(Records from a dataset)
- - - - -

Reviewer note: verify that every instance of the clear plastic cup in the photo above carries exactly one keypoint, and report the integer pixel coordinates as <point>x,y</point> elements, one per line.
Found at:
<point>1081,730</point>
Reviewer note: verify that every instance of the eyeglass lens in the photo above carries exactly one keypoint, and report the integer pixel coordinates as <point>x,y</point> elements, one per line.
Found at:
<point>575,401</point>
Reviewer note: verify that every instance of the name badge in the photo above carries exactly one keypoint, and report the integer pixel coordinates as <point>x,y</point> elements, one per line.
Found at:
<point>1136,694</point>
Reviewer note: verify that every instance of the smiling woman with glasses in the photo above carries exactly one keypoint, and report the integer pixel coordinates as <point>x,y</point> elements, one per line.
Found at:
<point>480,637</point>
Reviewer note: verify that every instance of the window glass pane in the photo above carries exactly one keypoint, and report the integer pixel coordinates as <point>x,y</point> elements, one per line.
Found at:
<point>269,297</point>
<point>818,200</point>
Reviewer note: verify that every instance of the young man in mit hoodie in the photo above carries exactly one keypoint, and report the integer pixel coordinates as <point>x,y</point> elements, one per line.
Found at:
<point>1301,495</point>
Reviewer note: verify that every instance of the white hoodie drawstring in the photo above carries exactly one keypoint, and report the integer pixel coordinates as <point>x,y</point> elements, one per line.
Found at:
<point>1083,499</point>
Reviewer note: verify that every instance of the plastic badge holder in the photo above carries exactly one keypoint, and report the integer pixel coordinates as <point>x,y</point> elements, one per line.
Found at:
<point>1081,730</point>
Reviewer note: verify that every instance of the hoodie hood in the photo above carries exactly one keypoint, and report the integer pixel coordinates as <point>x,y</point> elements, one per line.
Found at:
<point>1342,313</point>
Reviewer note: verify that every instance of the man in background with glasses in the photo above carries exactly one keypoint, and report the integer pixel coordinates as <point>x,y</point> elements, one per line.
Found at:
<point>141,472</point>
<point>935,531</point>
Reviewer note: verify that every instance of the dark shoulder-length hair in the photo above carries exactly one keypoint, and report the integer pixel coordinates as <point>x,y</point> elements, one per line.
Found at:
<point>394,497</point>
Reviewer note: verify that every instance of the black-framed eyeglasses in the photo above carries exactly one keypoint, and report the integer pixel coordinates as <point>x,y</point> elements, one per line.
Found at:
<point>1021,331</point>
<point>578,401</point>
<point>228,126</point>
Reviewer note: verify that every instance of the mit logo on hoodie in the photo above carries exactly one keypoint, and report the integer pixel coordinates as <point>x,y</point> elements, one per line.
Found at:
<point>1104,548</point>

- - - - -

### WORK INSTRUCTION
If a line in the data above holds the word "with", count it, and give only the final number.

### ANSWER TO THIS PROBLEM
2